*Text to read:*
━━━━━━━━━━

Revision as of 15:41, 22 July 2014


Dr. Marcian Edward “Ted” Hoff, Jr.
Dr. Marcian Edward “Ted” Hoff, Jr.

Born: 28 October 1937

Dr. Marcian Edward “Ted” Hoff, Jr. was born in Rochester, New York on 28 October 1937. Hoff became interested in science at an early age, and credits his interest in electronics to a subscription to Popular Science he received from his uncle when he was 12. He attended Rensselaer Polytechnic Institute as an undergraduate, and during his summer breaks, worked for Rochester’s General Railway Company, where he developed his first two patents. After receiving his bachelor’s degree in electrical engineering in 1958, he received a National Science Foundation Fellowship to attend Stanford University, where he earned an MS and PhD in 1959 and 1962, respectively, both in electrical engineering. He stayed on to work at Stanford for another four years conducting research on neural networks and integrated circuits.

In 1968, Hoff got a phone call that would jumpstart both his career and the computer industry. Robert Noyce, who had co-founded Intel Corp., that same year, was calling to ask him to join the new company, which Hoff soon did as its twelfth employee.

In 1971 the Japanese manufacturer Busicom approached Intel requesting integrated circuits for its calculators. While the Japanese company proposed the use of twelve different chips, each to control a different process, Hoff envisioned a single chip that could do it all and began work on bringing his idea to fruition. Hoff proposed that if the architecture could be constructed simply, the memory, calculating, and processing functions of a computer could be combined into one circuit—an idea that led to the first microprocessor, a “computer-on-a-chip.” Federico Faggin led the design team on the newly commissioned project, and developed the use of silicon in constructing the chip. The team also consisted of Hoff and Stanley Mazor, a new Intel employee who wrote the software for the chip. Just an 1/8 inch wide and 1/6 inch long, the chip Hoff, Faggin, and Mazor unveiled had as much power as one of the first electronic computers, ENAIC, which used 18,000 vacuum tubes and was so large it filled an entire room.

Realizing the potential of the powerful new invention, Intel bought back the design and marketing rights to the chip from Busicom for $60,000 and dubbed it the Intel 4004, which it formally announced in November of 1971. Hoff, Faggin, and Mazor continued to perfect their microprocessor, and were involved in its second and third versions, the Intel 8008 and Intel 8080. In 1980, Hoff became the first Intel Fellow, the company’s highest technical position. He left Intel in the early 1980s to accept a position with Atari as Vice President for Technology.

Inducted into the National Inventors Hall of Fame in 1996 for his invention of the microprocessor concept and architecture, Hoff is currently the Vice President and Technical Officer of Teklicon, Inc. His numerous honors include the Stuart Ballantine Medal from the Franklin Institute.

━━━━━━━━━━

*Stated goal a:* Revise the Ted Hoff profile starting with "Born: 28 October" and going on through "and integrated circuits.", putting "grandfather" in place of "uncle".

━━━━━━━━━━

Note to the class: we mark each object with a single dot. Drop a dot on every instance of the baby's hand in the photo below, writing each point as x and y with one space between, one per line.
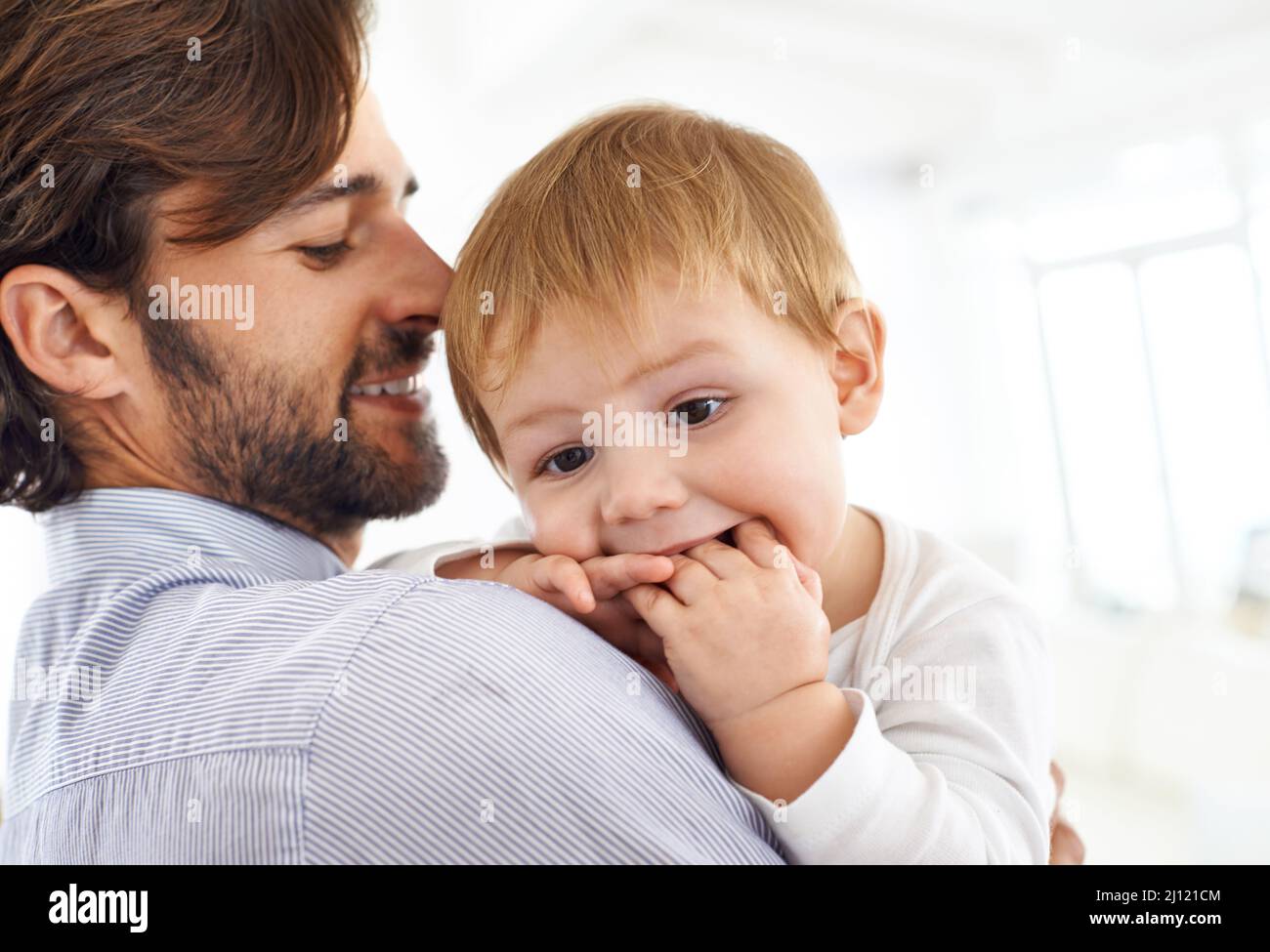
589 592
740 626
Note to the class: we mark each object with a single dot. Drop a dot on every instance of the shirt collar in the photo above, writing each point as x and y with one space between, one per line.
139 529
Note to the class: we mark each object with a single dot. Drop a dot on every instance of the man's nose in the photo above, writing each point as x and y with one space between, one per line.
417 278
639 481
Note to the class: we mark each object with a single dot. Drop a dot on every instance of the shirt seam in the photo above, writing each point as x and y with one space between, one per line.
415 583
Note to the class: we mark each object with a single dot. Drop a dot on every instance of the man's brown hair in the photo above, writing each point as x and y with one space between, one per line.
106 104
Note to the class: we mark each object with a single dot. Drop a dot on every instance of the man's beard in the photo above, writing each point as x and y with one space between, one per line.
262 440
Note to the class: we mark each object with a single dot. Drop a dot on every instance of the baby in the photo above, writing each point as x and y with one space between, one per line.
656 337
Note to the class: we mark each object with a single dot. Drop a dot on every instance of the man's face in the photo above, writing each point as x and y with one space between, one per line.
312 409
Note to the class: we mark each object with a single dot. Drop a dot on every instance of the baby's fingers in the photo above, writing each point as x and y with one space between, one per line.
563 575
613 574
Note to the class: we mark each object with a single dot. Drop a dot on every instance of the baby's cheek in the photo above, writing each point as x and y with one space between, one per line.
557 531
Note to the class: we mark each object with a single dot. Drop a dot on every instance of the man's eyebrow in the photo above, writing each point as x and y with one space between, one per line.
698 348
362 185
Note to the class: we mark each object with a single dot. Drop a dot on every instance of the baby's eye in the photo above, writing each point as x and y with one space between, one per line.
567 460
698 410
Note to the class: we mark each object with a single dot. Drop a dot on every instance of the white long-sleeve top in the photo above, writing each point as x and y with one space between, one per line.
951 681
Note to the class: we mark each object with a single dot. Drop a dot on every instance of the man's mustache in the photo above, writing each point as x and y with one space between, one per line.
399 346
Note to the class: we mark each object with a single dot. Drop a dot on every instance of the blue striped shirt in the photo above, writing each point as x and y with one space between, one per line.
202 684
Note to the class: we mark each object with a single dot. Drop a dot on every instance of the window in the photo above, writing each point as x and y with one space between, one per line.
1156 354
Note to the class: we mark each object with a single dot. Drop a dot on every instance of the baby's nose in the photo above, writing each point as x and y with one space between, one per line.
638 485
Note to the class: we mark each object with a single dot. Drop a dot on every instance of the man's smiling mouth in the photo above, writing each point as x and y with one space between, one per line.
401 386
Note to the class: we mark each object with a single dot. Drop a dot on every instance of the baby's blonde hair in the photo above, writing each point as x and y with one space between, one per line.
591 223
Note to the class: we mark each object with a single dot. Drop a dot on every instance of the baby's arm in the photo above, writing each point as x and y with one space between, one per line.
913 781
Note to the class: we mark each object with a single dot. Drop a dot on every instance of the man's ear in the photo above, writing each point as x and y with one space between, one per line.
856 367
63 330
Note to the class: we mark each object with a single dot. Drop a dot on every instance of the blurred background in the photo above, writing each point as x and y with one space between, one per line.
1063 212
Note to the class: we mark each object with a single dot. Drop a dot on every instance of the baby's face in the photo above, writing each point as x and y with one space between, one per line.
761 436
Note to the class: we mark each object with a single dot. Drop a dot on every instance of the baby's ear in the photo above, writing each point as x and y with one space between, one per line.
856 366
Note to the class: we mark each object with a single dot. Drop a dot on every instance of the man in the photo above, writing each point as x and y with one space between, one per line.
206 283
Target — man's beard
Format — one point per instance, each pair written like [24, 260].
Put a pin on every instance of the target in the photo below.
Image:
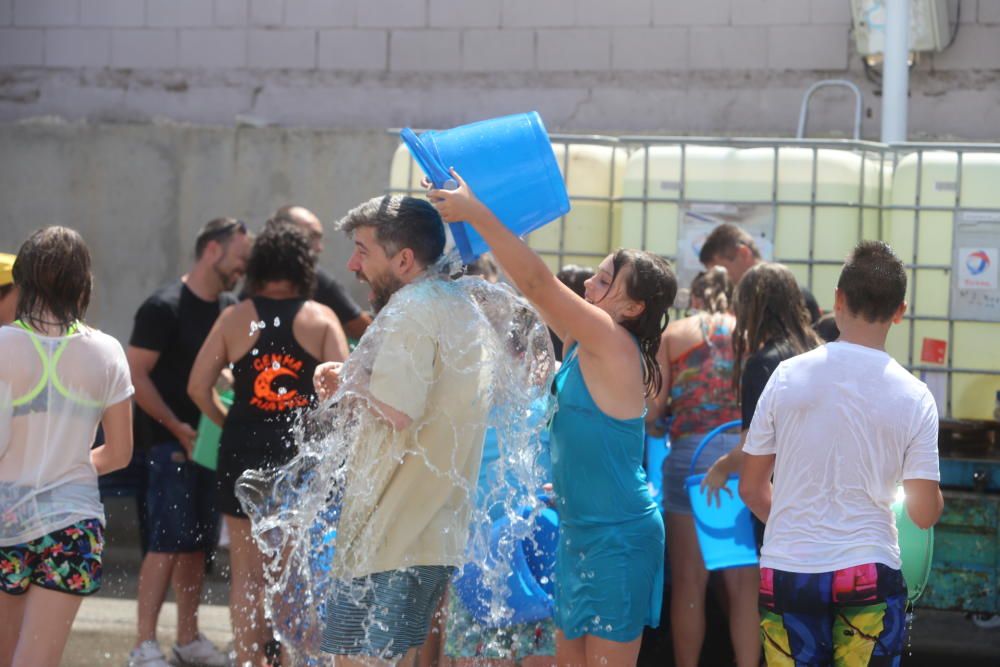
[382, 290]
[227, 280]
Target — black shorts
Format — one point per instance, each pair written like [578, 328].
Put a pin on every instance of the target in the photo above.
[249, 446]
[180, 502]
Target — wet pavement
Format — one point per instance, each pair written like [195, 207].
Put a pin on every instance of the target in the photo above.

━━━━━━━━━━

*Stated goal b:* How many lines of the listing contain the string "shirt"? Reply with the number alone.

*Written response a:*
Born: 28 October 1937

Dr. Marcian Edward “Ted” Hoff, Jr. was born in Rochester, New York on 28 October 1937. Hoff became interested in science at an early age, and credits his interest in electronics to a subscription to Popular Science he received from his grandfather when he was 12. He attended Rensselaer Polytechnic Institute as an undergraduate, and during his summer breaks, worked for Rochester’s General Railway Company, where he developed his first two patents. After receiving his bachelor’s degree in electrical engineering in 1958, he received a National Science Foundation Fellowship to attend Stanford University, where he earned an MS and PhD in 1959 and 1962, respectively, both in electrical engineering. He stayed on to work at Stanford for another four years conducting research on neural networks and integrated circuits.

*Written response b:* 3